● Task brief
Translate this sentence from the excerpt on empathy and shame into Spanish: "Empathy helps us recognize that others are doing their best."

● Excerpt to read
□ □ □

What a painful and debilitating way to live. Yes, fear and shame can motivate us to do push harder, to do what we’re told, at least for the moment. But they don’t motivate us to be kind or generous. Instead, they encourage judgment, blame, and violence. As Brown explains, “Guilt and empathy are the emotions that lead us to question how our actions affect other people, and both of these are severely diminished by the presence of shame.” [2]
Empathy and Being Good Enough
Empathy helps us recognize that others are doing their best. It allows us to understand that everyone has limitations, weaknesses, that many people are impacted by unfair social systems or have lived extreme suffering or lack education. Of course, many people rise above horrific circumstances to become decent, upstanding members of society. They may also struggle with the judgments and shame that often hide behind power and success.
I’m convinced my client’s parents did the best they could. I imagine their upbringing was as difficult or even harder than their son’s. Did that make their behavior acceptable? No, but if we understand that they did their best given who they were at the moment, we will be able to hold them accountable not with anger or a lust for vengeance, but with compassion. The boundaries and support we offer will come from a place of empathy rather than hatred.
As Brown discovered, just because we accept that people are doing their best doesn’t mean we don’t expect them to grow and change. We do. But instead of evaluating them “based on what we think they should accomplish,” we hold “them accountable for what they’re actually doing.” We don’t love them “for who they could be,” but rather “for who they are.” [3]
We also start to love ourselves for who we are. Right now. With all our faults. We realize that we, too, are doing the best we can. We, too, are good enough.
Learning to Believe in Ourselves
When we last left Kumba, he didn’t believe he was good enough. He felt ashamed. Perhaps the rabbit understood. In any event, she settled down beside the boy and waited patiently.

□ □ □

[Records in a dataset]

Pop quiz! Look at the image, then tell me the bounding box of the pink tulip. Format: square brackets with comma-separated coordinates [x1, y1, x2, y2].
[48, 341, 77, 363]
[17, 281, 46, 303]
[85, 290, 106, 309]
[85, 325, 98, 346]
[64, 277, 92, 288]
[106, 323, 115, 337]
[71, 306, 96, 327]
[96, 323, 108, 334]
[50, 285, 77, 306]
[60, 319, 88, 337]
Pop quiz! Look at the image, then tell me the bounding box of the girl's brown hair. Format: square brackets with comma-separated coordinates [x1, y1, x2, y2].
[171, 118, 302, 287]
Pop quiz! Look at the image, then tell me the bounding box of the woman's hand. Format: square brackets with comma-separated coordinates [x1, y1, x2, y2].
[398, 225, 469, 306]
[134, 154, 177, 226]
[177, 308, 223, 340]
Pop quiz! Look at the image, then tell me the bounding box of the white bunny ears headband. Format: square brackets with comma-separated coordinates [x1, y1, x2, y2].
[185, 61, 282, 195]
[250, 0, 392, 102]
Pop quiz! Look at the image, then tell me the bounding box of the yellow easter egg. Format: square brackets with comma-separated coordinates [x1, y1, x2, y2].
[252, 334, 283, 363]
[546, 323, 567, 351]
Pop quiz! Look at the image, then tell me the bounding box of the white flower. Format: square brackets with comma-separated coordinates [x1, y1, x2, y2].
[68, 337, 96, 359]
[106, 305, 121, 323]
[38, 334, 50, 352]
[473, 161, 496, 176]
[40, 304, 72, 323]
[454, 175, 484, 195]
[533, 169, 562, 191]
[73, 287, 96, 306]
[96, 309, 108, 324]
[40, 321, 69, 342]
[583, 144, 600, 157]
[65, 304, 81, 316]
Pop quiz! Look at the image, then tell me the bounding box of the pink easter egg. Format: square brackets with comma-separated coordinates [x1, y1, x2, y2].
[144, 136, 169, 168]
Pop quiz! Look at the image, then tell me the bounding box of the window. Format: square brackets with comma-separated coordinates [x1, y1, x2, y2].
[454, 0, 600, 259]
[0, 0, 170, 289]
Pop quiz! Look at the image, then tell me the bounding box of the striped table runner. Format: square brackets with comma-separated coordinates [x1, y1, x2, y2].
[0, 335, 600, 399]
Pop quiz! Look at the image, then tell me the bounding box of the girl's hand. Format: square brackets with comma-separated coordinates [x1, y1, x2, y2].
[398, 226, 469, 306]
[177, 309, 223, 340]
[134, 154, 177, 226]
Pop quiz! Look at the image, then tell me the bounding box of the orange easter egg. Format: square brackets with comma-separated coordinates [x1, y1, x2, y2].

□ □ □

● Task result
La empatía nos ayuda a reconocer que los demás están haciendo lo mejor que pueden.